◆ Cuplikan Halaman:
========================================================================

IPOL.ID – Pakar Hukum Tata Negara Yusril Ihza Mahendra menyoal alat bukti yang digunakan penyidik Polda Metro Jaya untuk menetapkan Ketua nonaktif Komisi Pemberantasan Korupsi (KPK) Firli Bahuri sebaga tersangka kasus dugaan pemerasan dalam jabatan.
Menurutnya, alat bukti yang digunakan untuk menjerat Firli Bahuri tersangka kasus dugaan pemerasan itu tidak seusai dengan putusan Mahkamah Konstitusi (MK) No. 21/PUU-XII/2014 dan Pasal 184 Kitab Undangg-Undang Hukum Acara Pidana (KUHAP).
Yusril menerangkan bahwa penetapan tersangka terhadap Firli Bahuri hanya didasarkan pada keterangan 91 saksi dan tidak didukung keterangan saksi lain atau alat bukti surat yang sah serta dapat membuktikan kebenaran fakta terjadinya suatu tindak pidana, maka berlaku asas Unus Testis Nullus Testis.
“Sehingga alat bukti keterangan saksi yang berdiri secara tunggal yang berbentuk pengakuan secara sepihak dari satu orang saja tanpa didukung dengan alat bukti keterangan saksi lainya dan/atau alat bukti surat yang sah lainnya (Pasal 184 KUHAP), maka keterangan saksi tunggal tersebut tidak dapat dinilai dan dijadikan sebagai alat bukti keterangan saksi sebagaimana yang dimaksud dalam Putusan MK 21 tahun 2014,” kata Yusril dalam keterangannya dikutip Senin (18/12).

========================================================================

◆ Bahan Latihan:
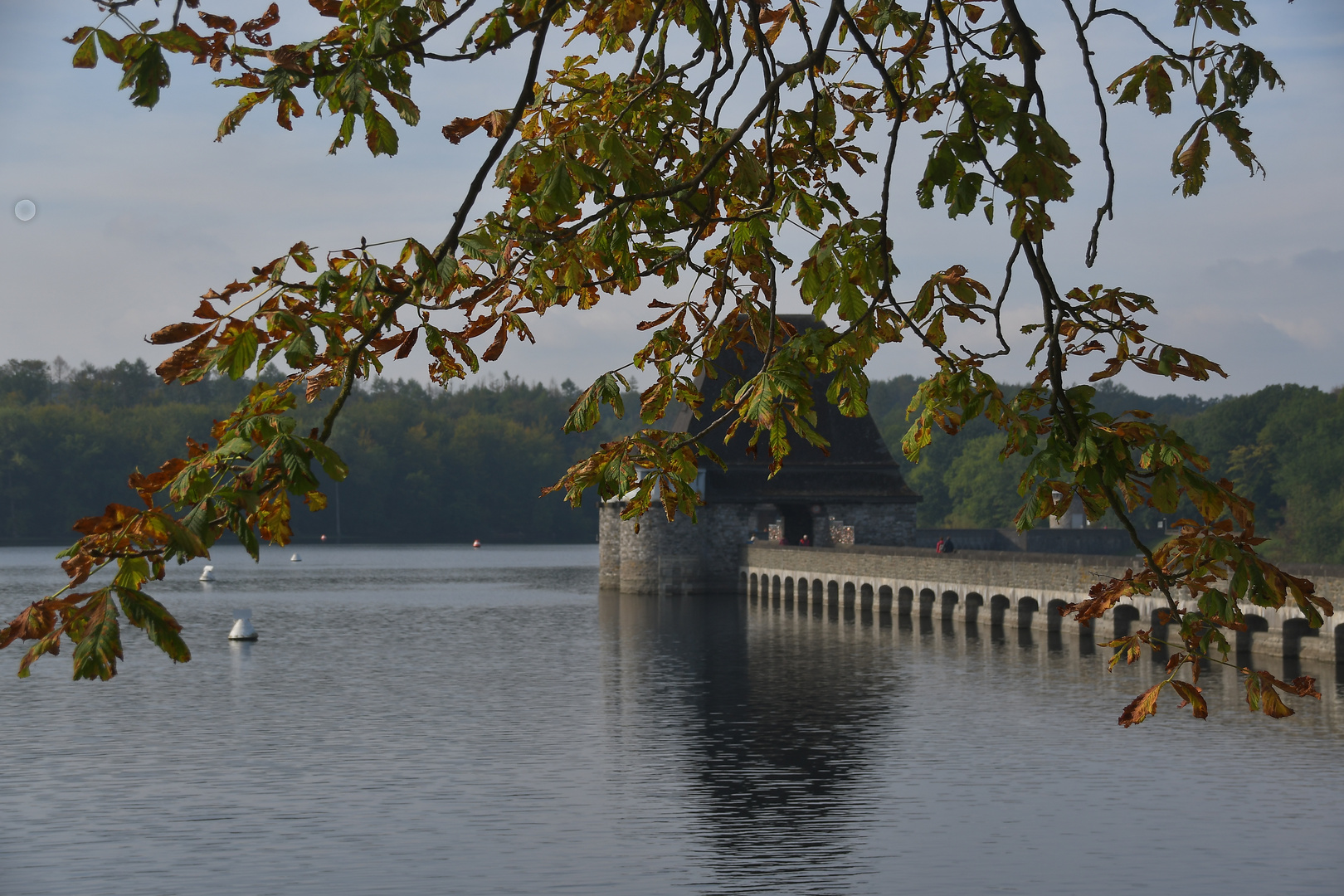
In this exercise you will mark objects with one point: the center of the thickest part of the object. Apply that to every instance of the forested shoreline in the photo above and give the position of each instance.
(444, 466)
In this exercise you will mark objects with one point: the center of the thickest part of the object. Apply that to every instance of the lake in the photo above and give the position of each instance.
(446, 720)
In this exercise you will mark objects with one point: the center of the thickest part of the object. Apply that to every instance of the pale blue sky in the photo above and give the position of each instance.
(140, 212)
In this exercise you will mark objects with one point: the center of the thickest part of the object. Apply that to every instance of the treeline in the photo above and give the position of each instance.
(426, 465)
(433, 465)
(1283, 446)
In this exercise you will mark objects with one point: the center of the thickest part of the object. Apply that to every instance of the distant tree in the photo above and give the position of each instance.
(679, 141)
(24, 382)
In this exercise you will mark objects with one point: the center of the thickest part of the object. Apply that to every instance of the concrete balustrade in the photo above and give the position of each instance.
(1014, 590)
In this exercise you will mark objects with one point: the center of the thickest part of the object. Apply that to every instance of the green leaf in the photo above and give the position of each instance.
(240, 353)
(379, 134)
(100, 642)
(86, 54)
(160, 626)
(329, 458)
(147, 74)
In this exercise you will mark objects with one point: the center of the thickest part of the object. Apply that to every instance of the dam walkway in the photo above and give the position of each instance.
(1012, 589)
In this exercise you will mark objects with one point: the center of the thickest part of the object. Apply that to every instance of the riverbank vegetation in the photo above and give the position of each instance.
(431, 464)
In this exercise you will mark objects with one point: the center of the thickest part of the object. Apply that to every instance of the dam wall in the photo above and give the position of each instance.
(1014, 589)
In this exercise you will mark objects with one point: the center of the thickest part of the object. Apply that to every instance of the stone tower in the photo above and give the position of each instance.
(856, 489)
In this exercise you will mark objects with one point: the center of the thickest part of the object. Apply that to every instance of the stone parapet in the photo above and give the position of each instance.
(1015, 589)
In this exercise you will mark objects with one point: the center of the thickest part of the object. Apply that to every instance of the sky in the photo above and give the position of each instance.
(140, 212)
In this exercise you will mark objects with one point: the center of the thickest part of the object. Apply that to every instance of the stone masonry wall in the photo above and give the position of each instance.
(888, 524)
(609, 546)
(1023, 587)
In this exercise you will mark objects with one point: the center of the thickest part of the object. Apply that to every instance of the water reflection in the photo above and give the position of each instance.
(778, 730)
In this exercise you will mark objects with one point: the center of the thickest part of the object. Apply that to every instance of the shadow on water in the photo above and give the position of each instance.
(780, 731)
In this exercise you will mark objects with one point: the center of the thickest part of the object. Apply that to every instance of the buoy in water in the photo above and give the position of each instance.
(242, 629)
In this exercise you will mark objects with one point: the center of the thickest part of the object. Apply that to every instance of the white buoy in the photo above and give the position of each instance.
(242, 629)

========================================================================

◆ Petunjuk Latihan:
1/ Tulis ulang bagian cuplikan halaman yang dimulai dengan kata-kata "Yusril menerangkan bahwa" dan berakhir dengan "Testis Nullus Testis.". Ganti "penetapan tersangka" dengan "penentuan status tersangka".
2/ Sebutkan semua lembaga negara yang disebut dalam cuplikan halaman.

◆ Pembahasan Jawaban:
1/
Yusril menerangkan bahwa penentuan status tersangka terhadap Firli Bahuri hanya didasarkan pada keterangan 91 saksi dan tidak didukung keterangan saksi lain atau alat bukti surat yang sah serta dapat membuktikan kebenaran fakta terjadinya suatu tindak pidana, maka berlaku asas Unus Testis Nullus Testis.

2/
Lembaga negara yang disebut:
- Polda Metro Jaya
- Komisi Pemberantasan Korupsi (KPK)
- Mahkamah Konstitusi (MK)